> Material for this exercise
····················
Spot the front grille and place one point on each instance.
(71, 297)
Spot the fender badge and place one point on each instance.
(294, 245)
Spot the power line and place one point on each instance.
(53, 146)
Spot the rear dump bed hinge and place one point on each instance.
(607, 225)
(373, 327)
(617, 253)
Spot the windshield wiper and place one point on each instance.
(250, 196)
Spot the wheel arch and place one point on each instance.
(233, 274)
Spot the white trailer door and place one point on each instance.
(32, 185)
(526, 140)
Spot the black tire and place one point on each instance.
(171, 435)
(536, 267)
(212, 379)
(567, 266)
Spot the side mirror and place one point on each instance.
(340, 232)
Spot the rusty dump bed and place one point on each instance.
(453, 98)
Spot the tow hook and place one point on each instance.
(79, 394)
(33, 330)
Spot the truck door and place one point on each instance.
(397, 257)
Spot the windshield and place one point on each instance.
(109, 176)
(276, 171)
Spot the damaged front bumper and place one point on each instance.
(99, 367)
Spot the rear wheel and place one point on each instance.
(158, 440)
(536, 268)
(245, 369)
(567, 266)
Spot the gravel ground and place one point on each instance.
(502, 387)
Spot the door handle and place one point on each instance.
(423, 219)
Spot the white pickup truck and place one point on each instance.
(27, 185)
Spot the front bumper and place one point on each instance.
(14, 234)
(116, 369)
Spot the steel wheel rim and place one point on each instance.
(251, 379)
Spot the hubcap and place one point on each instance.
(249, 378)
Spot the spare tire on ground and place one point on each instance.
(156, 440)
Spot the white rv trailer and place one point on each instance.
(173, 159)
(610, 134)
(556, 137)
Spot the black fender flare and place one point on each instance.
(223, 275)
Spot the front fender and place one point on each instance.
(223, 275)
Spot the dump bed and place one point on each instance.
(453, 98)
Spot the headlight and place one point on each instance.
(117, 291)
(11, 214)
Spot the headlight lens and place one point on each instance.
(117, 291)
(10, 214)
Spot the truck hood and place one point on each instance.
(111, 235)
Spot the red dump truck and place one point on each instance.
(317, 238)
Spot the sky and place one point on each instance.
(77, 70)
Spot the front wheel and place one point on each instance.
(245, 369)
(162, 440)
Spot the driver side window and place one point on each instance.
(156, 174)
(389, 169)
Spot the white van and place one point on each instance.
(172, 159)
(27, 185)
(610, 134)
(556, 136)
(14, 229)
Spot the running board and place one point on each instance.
····················
> What is expected
The listing above must be transcribed exactly, line by line.

> The result
Spot the front grille and place one point on each instance.
(71, 297)
Spot the fender badge and place one point on each instance.
(294, 245)
Spot the power line and place one point on each instance.
(53, 146)
Spot the rear dump bed hinge and place one point on each instance.
(607, 225)
(373, 327)
(617, 253)
Spot the windshield wiper and place one point on each instance.
(250, 196)
Spot the wheel arch and place one point on each instance.
(233, 274)
Spot the white trailer door and place one point on each instance.
(32, 185)
(526, 140)
Spot the black tire and place one point on each instance.
(171, 435)
(536, 267)
(212, 379)
(567, 266)
Spot the side mirror and place one point on each instance.
(340, 232)
Spot the rusty dump bed and place one point on each instance.
(453, 98)
Spot the tow hook and place one point on each instance.
(79, 394)
(33, 330)
Spot the truck door and place one point on each instance.
(397, 257)
Spot the windshield and place one point on each instance.
(109, 176)
(276, 171)
Spot the damaged front bumper and place one point on each instance.
(99, 367)
Spot the rear wheel and place one point on each instance.
(158, 440)
(536, 268)
(245, 369)
(567, 266)
Spot the gravel ground and place one point on each instance.
(502, 387)
Spot the door handle and place one point on each instance.
(423, 219)
Spot the white pickup truck and place one point on each instance.
(27, 185)
Spot the front bumper and place one point on each instance.
(14, 234)
(116, 369)
Spot the steel wheel rim and place one point on each instance.
(251, 379)
Spot the hubcap and place one point on each instance.
(249, 378)
Spot the spare tire on ground and place one point on each instance.
(156, 440)
Spot the white rv trailer and place one point on each instance.
(173, 159)
(610, 134)
(556, 137)
Spot the black fender flare and place one point on each instance.
(223, 275)
Spot the front fender and place one point on each instance.
(223, 275)
Spot the dump bed and place one point on each instance.
(453, 98)
Spot the headlight and place one point on each instance.
(117, 291)
(11, 214)
Spot the headlight lens and place one point on each instance.
(117, 291)
(10, 214)
Spot the truck hood and place one point on each instance.
(111, 235)
Spot the red dump truck and place one point on each instance.
(317, 238)
Spot the sky and place one point on each instance.
(77, 70)
Spot the front wheel and place one point on each instance.
(245, 369)
(162, 440)
Spot the driver side window and place one point on each instance.
(156, 174)
(389, 169)
Spot the white van and place one point on each instance.
(172, 159)
(27, 185)
(610, 134)
(556, 136)
(14, 229)
Spot the running board and place one point on each instance.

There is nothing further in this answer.